■ WHAT TO WORK ON
Count the lines in the listing below that contain the word "ladder", and reply with that number alone.

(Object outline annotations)

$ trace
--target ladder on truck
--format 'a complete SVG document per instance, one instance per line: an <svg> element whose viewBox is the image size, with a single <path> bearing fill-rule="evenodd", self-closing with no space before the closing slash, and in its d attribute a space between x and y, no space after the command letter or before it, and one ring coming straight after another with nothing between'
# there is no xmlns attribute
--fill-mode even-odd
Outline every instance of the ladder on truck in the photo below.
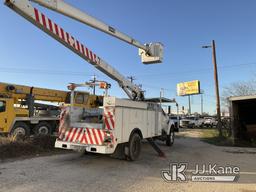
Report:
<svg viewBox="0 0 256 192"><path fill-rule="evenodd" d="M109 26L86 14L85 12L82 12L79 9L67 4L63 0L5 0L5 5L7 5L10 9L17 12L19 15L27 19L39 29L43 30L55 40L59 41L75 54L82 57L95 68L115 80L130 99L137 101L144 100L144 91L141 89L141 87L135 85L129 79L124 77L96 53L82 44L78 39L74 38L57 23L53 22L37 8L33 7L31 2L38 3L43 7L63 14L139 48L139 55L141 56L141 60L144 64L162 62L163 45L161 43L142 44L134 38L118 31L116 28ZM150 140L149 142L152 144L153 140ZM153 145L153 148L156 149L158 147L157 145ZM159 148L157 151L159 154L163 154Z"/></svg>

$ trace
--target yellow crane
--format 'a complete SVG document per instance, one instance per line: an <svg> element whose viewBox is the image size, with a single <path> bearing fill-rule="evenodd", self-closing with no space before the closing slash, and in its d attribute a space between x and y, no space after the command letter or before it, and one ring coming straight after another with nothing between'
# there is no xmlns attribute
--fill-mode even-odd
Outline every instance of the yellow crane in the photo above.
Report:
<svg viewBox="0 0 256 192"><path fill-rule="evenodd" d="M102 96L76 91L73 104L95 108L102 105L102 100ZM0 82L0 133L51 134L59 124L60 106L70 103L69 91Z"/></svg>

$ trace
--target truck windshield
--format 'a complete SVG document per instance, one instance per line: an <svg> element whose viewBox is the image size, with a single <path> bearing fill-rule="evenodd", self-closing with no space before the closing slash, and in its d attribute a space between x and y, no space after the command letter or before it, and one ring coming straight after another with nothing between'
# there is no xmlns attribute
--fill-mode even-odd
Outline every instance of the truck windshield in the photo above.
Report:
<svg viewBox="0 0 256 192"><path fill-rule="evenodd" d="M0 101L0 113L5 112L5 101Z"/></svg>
--
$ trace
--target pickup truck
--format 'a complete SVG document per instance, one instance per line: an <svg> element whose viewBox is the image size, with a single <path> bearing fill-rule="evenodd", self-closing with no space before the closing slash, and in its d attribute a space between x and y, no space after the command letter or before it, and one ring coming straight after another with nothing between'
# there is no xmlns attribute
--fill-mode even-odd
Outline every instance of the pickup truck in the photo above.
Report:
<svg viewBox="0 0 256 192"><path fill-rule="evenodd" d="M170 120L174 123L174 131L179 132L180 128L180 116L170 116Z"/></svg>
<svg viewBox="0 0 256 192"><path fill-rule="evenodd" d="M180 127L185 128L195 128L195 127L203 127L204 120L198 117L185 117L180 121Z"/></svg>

■ EXERCISE RESULT
2